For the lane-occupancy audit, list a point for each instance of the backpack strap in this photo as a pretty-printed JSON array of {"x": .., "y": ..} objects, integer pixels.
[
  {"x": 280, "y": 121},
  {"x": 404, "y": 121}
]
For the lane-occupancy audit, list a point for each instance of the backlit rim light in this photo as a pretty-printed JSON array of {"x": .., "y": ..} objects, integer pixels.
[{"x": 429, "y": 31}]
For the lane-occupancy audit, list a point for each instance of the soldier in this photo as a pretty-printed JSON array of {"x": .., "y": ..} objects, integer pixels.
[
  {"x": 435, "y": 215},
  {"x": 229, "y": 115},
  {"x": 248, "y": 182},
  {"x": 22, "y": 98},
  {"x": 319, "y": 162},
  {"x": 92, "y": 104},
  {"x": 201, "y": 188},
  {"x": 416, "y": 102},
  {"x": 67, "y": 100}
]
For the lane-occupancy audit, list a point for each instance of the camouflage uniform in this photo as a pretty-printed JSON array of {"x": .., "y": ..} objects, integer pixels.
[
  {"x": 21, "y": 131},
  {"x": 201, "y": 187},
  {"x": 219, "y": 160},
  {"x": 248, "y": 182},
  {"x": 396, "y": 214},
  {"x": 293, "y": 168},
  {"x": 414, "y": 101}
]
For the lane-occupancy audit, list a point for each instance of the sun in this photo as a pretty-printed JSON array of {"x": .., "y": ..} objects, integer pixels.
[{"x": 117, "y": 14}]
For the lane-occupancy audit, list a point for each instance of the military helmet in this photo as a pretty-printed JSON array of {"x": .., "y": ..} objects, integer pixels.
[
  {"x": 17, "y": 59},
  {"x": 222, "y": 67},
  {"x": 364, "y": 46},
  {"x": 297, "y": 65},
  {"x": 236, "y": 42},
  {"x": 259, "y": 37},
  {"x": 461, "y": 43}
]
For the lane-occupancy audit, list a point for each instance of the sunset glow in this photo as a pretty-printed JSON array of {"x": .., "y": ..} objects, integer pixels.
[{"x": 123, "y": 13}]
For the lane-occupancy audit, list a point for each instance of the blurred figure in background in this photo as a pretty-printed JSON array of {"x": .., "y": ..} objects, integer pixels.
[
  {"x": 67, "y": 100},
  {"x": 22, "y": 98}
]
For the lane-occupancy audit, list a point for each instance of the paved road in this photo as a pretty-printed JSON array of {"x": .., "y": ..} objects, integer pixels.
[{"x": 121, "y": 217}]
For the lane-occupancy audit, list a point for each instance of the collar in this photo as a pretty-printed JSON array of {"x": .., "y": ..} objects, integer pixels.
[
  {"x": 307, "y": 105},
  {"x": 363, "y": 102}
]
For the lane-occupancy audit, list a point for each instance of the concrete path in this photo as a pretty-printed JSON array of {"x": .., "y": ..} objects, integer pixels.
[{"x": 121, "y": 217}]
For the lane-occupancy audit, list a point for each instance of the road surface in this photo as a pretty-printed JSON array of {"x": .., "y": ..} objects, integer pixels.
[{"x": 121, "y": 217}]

================================

Beginning with the line that contains "of the blurred", return every line through the end of the data above, exactly as written.

For the lane-occupancy audit, list a point for each instance of the blurred figure in background in this photo as a pretty-printed JSON array of {"x": .., "y": ..} objects, integer pixels.
[
  {"x": 67, "y": 100},
  {"x": 22, "y": 98}
]
For the lane-occupancy audit, list a point for each instance of the paved road in this photo as a pretty-printed JSON array of {"x": .., "y": ..} objects, integer pixels.
[{"x": 121, "y": 217}]
For the lane-occupancy audit, list a point for each instance of the collar in this photo as a pretty-printed JSON array of {"x": .., "y": ..} objects, integer pixels.
[
  {"x": 307, "y": 105},
  {"x": 363, "y": 102}
]
For the lane-occupancy audit, list a point for each instance of the concrete path in this photo as a pretty-printed JSON array of {"x": .., "y": ..} objects, integer pixels.
[{"x": 121, "y": 217}]
For the lane-occupancy audit, list a point for each instance of the road surface in this photo as a pretty-printed JSON array of {"x": .., "y": ..} objects, integer pixels.
[{"x": 121, "y": 217}]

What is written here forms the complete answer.